▶ **REQUIREMENT**
Find every line in the entries below that contains the word "cabinet" and copy each one. Case counts.

## Begin ENTRIES

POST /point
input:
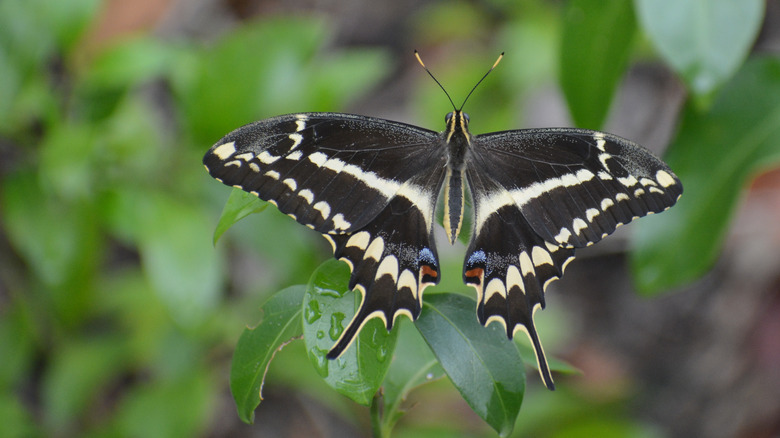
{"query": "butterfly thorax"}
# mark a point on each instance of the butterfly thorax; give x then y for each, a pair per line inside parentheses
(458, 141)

## End ENTRIES
## Begin ENTRIES

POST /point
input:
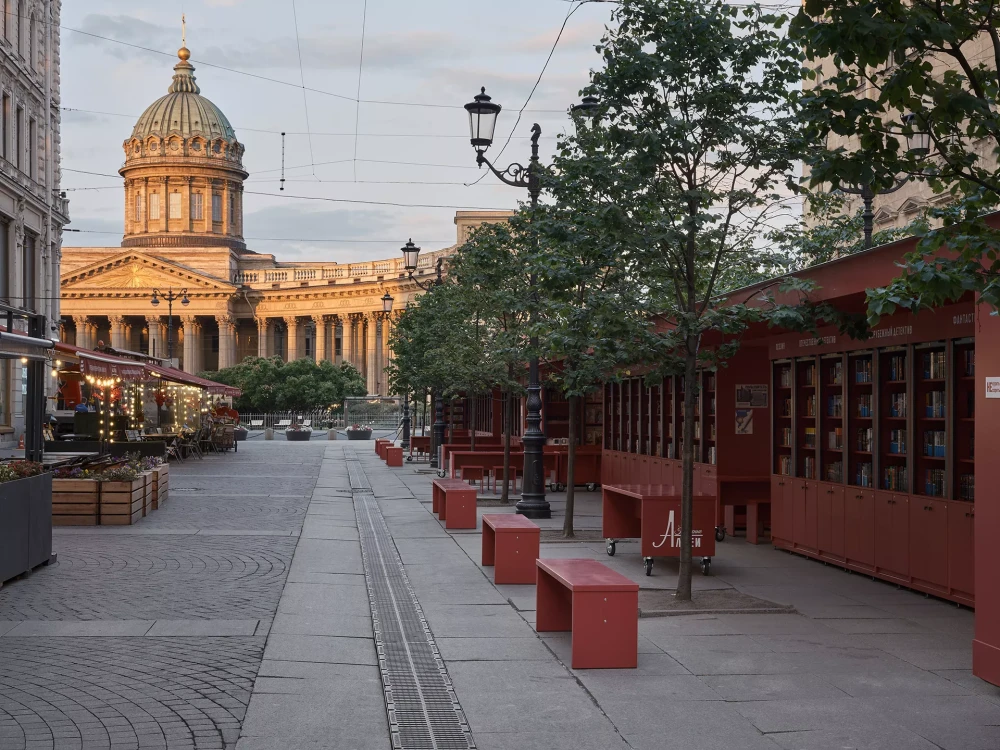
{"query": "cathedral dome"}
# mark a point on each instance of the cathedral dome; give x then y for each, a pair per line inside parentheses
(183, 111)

## End ENTRIES
## Begin ENTRIES

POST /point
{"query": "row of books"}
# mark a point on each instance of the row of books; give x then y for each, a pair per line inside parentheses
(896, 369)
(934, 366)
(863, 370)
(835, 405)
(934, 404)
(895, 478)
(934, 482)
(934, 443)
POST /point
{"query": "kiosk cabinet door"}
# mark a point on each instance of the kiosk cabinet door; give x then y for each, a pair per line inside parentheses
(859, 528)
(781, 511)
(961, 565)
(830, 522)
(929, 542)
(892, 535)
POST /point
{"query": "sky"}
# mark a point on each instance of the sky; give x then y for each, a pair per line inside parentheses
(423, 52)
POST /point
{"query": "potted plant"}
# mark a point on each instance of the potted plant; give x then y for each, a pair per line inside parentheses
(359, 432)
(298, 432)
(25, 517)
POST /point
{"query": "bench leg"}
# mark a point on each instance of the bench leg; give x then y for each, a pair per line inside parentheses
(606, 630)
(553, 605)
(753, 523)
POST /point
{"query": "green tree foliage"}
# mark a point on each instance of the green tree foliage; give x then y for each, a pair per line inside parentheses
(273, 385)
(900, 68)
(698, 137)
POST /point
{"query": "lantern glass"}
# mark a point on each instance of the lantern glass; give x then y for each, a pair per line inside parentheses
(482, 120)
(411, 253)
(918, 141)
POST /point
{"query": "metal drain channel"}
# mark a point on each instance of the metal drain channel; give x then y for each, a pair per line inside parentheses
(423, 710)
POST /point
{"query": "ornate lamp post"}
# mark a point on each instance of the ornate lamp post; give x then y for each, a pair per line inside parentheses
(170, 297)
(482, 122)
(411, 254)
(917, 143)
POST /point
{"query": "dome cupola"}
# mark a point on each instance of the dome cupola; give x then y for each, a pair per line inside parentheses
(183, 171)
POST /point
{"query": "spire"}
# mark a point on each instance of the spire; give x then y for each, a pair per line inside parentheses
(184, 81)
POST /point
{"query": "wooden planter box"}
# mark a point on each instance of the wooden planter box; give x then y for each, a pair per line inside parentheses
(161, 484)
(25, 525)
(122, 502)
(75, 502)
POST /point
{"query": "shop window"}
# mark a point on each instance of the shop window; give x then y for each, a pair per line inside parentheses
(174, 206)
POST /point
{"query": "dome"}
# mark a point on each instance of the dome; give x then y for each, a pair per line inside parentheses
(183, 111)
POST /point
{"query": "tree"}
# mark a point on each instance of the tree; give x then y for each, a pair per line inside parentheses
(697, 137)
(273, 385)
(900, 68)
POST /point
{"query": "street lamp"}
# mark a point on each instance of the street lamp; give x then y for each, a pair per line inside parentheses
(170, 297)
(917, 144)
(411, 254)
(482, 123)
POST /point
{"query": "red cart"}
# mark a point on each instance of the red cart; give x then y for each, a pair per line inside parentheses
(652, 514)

## End ENTRIES

▶ **SOLUTION BELOW**
{"query": "kiosk cabinet door"}
# mark a point on each instance of the kiosk cabinet door; give x then y for each, a pair per line inside parentheses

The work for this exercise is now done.